**The exercise**
Repeat the items starting at the line that contains "point: white tablecloth" and ending at the last line of the items, with both of those lines included. Leave the pictures out of your answer.

START Recorded data

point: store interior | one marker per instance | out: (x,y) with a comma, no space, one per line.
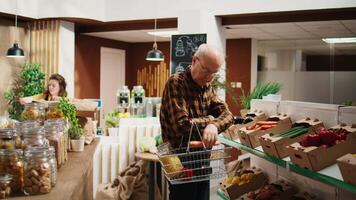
(100,49)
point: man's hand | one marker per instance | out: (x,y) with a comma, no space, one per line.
(209,135)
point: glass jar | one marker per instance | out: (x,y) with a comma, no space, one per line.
(53,163)
(34,111)
(11,162)
(123,97)
(54,112)
(5,190)
(138,96)
(34,137)
(54,130)
(7,138)
(37,171)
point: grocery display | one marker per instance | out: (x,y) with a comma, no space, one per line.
(54,131)
(347,166)
(37,171)
(34,111)
(243,181)
(7,138)
(334,142)
(5,190)
(249,135)
(275,143)
(11,162)
(53,112)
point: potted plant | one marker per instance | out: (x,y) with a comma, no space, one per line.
(29,82)
(75,132)
(112,120)
(261,89)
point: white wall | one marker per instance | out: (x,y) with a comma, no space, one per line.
(313,86)
(110,10)
(66,55)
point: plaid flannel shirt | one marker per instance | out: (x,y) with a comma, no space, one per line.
(185,100)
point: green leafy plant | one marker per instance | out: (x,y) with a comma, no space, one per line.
(261,89)
(112,119)
(29,82)
(70,113)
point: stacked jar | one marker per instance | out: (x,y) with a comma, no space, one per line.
(34,111)
(5,190)
(11,162)
(54,112)
(33,136)
(7,138)
(37,171)
(53,164)
(54,129)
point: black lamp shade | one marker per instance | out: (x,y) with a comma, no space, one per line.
(15,51)
(155,55)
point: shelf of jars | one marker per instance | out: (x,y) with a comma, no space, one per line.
(330,175)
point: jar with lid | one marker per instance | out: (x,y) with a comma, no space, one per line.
(54,112)
(123,97)
(53,163)
(5,190)
(11,162)
(54,130)
(37,171)
(34,111)
(7,138)
(34,137)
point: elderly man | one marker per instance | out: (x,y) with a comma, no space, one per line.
(189,98)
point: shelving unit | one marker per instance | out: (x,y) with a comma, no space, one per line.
(330,175)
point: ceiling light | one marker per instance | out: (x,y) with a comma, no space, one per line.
(15,51)
(167,34)
(155,54)
(340,40)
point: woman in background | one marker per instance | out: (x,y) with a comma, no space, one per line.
(56,88)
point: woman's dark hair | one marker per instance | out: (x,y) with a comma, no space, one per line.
(62,86)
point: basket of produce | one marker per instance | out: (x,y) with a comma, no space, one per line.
(194,162)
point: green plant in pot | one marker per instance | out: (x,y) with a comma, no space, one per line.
(112,121)
(29,82)
(75,132)
(261,89)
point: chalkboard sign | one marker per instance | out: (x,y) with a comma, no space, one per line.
(183,48)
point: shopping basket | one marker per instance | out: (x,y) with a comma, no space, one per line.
(190,164)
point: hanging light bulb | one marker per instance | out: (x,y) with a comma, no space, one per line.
(15,51)
(155,54)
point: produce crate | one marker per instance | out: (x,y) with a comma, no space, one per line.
(235,190)
(250,138)
(275,144)
(316,158)
(285,192)
(347,165)
(232,132)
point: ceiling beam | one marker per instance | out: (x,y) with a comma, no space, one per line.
(290,16)
(91,26)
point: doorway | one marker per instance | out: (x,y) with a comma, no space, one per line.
(112,77)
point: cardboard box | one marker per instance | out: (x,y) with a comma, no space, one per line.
(232,132)
(304,195)
(251,137)
(347,165)
(288,191)
(317,158)
(276,146)
(233,191)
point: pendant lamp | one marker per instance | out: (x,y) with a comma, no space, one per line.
(155,54)
(15,51)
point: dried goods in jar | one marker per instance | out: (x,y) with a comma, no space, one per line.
(37,171)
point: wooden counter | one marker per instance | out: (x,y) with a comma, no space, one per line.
(74,179)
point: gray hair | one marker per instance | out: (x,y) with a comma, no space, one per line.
(208,50)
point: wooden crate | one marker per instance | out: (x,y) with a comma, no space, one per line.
(276,146)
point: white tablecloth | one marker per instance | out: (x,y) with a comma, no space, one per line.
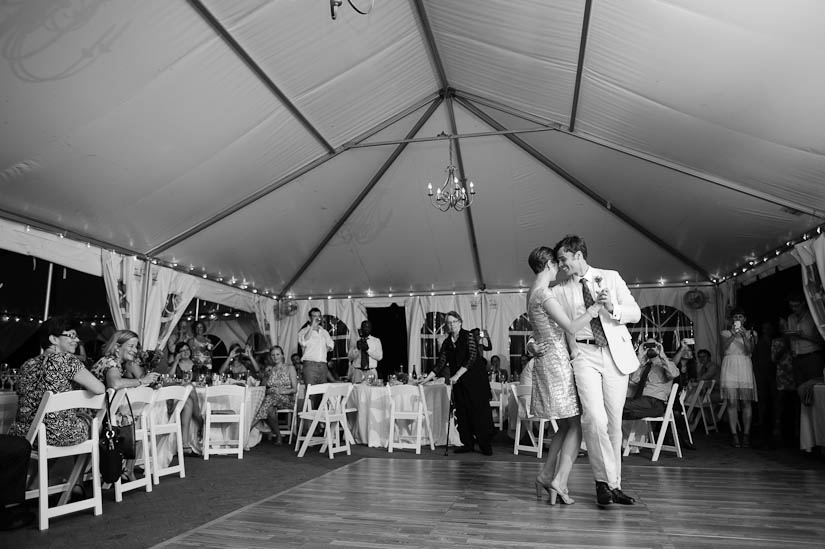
(370,424)
(812,421)
(8,410)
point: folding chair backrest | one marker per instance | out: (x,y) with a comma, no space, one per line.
(335,397)
(314,390)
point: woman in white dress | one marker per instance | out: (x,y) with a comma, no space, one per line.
(554,393)
(737,379)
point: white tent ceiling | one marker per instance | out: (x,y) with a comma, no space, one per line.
(262,141)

END Recorded data

**Response to the task**
point: white tablecloth | one marker per instance | out: (x,y) with a comma, no space, one per line.
(370,424)
(812,421)
(8,410)
point: folding chair backrest | one marker per instance | out: (x,y) with a comma, no space, one per line.
(335,397)
(314,390)
point: woman in white dress | one marker per instance | out: (x,y) with a comma, no space, one per line.
(554,393)
(737,379)
point: white tent ceiling | one marker per instance | out: (x,y) with a comma, no space, one per line.
(262,141)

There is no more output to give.